_A block of data:_
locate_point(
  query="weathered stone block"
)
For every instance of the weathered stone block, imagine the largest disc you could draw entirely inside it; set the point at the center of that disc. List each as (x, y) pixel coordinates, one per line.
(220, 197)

_EXERCISE TASK:_ Write the data out again in full and exactly.

_SOLVED PROBLEM:_
locate_point(
  query="weathered stone block"
)
For every instance of the weathered stone block, imagine the largest disc you could draw entirely inside it; set the point at the center of that disc. List each as (x, y) pixel coordinates, one per line.
(220, 197)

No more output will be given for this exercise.